◆ **PAGE EXCERPT**
*** Begin section ***
Listen up ladies! We’re about to get real intimate here. I’m pretty much an open book about my 6 year struggle with an eating disorder and today we’re going to talk about all things period- or, should I say, lack thereof. So, grab a cup of coffee (or evening tea!) and let’s dive right in and talk about why I lost my period and how I got it back!
Before my eating disorder I pretty much had consistent periods. They weren’t super heavy, nor did they come with debilitating cramps (I mean, they sucked, sure, but they were manageable) Overall, I’d rate my period as “average” (if there is even such a thing).
It was during college, as I started losing weight, that my period became less regular, maybe skipping a month here and there. But, hey, I didn’t mind! I didn’t have to carry tampons or worry about the dreaded leak. I didn’t think it was a bad thing.
Then, it stopped coming all together. At this point I had already known I had a problem that was getting out of hand. But, again, I didn’t mind not having my period. It seemed easier. I didn’t think it was a big deal.
There are so many reasoning why you could lose your period (AKA amenorrhea) like:
- low body weight
- hormone imbalances
- exercise routine
For me, the reason was the low body weight. My body literally started shutting down anything that was not essential to survival- one of which was reproduction. I figured that when I decided to recovery (I’ll totally admit, I did NOT want to at first- it was my “safe” place) my period would just come back and it would be all fine and dandy. Well, not exactly. Losing your period can lead to
- osteoporosis (weakened bones due to low estrogen)
- mood swings (hormone imbalances)
- pre-menopausal symptoms (again, those hormone imbalances)
And that’s just naming a few. Now, let’s talk about the big one, since we’re all probably thinking it: Fertility. Obviously, if you aren’t ovulating and having periods your chances of getting pregnant are pretttty slim.
I remember when I “came clean” to my then boyfriend, now husband, about how sick I was, how I knew I needed to get help. I remember saying the words “Right now, I don’t get my period, I can’t have kids”. I think it made more of an impact on me, I had never said those words out loud, and suddenly the situation became so real. I couldn’t run from it anymore.
As I worked towards recovery (it took me a few years of solid effort- not including the couple years that I half a$$ed it- parson my french, but it’s true) I still wasn’t bleeding regularly. When I finally gave up the scale and let me body find it’s set point weight was when Aunt Flow finally came back for a visit.
I’d also like to say that after finding my set point weight I FEEL my best! I’m the most body confident I’ve ever been. I no longer am trying to reach this obscure number that my body doesn’t function optimally at. If you aren’t feeling great day to day, then what the heck is the point?! Can I get an AMEN?! (I’m going to assume I just hear a SLEW of amens!)
Now, every month when my period comes I see it as a reminder of what I’ve been through and how strong I am for recovering.
I still have no idea what the future holds for me and how ammenorhea will affect me going forward. Will I have super brittle bones when I get olds? Will I have a hard time getting pregnant when I want to? (Totally NOT right now, if you’re curious!) All I can do is roll with the punches, which is exactly when I intend to do.
If you’re in the same boat that I was in- talk with your doctor. Like I said, there are a lot of reasons why your period might stop, but it’s super important to find that answer! And let’s make it sooner rather than later, okay?
**If you have lost your period I highly recommend you consult your doctor to find out the cause! This post is not intended to provide medical advice or direction.
*** End section ***
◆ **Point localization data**
*** Begin section ***
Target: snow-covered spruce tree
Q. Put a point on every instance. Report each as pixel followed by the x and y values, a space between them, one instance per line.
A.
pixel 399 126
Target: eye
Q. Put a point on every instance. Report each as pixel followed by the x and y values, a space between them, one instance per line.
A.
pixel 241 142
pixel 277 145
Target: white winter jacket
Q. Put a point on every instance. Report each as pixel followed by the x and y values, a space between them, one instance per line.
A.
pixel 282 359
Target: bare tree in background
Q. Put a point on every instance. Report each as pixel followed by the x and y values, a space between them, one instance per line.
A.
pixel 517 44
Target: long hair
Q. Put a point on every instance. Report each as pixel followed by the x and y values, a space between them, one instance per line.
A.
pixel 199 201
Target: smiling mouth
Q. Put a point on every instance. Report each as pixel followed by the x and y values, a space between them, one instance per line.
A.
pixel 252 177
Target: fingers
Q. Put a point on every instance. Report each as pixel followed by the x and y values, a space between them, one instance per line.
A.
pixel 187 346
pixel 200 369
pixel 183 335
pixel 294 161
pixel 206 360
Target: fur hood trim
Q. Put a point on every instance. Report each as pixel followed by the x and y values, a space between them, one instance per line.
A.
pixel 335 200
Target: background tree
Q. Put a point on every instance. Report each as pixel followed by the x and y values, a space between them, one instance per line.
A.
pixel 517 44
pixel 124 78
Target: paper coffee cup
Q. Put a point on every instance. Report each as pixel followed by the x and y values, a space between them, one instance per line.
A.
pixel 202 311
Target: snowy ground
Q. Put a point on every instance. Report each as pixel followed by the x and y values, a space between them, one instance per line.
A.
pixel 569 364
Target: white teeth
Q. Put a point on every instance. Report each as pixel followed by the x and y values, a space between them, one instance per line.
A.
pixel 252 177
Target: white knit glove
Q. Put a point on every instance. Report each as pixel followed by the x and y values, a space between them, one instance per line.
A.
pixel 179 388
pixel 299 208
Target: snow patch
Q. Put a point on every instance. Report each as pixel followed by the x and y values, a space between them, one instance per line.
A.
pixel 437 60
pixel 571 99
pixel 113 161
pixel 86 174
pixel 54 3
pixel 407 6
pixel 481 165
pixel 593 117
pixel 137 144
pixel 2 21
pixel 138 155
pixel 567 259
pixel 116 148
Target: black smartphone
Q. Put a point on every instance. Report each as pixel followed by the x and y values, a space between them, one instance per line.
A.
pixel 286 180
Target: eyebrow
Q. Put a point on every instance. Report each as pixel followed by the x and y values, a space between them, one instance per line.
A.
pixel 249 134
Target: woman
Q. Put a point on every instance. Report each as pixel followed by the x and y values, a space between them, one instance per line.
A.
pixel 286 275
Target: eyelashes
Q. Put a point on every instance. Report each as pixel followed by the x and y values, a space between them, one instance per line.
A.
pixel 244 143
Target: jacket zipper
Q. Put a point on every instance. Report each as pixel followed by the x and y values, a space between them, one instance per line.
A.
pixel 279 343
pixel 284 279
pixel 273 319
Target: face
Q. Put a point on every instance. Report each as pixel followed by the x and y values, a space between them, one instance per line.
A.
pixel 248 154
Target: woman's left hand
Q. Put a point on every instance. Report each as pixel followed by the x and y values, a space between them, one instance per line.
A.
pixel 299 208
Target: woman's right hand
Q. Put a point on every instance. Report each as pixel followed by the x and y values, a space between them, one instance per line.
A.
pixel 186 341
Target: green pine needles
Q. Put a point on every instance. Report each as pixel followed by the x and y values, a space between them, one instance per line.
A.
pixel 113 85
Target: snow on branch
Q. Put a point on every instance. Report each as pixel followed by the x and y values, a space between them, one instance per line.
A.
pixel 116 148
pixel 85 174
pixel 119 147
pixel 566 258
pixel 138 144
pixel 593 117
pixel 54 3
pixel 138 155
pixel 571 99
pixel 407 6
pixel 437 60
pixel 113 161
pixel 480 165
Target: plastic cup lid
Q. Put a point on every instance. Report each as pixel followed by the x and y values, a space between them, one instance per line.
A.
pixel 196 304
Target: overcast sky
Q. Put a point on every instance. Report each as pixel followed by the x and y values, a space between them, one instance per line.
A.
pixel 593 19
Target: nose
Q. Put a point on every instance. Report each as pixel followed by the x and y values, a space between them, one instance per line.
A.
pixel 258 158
*** End section ***
◆ **REQUIRED WORK**
A. In the blog post about losing and regaining a period, what cause does the writer give for losing it?
B. Quote the section of the blog post that opens with the words containing "- mood swings" and closes with "from it anymore.".
The items have no role in this exercise.

◆ **RESPONSES TO THE TASKS**
A. Low body weight.

B.
- mood swings (hormone imbalances)
- pre-menopausal symptoms (again, those hormone imbalances)
And that’s just naming a few. Now, let’s talk about the big one, since we’re all probably thinking it: Fertility. Obviously, if you aren’t ovulating and having periods your chances of getting pregnant are pretttty slim.
I remember when I “came clean” to my then boyfriend, now husband, about how sick I was, how I knew I needed to get help. I remember saying the words “Right now, I don’t get my period, I can’t have kids”. I think it made more of an impact on me, I had never said those words out loud, and suddenly the situation became so real. I couldn’t run from it anymore.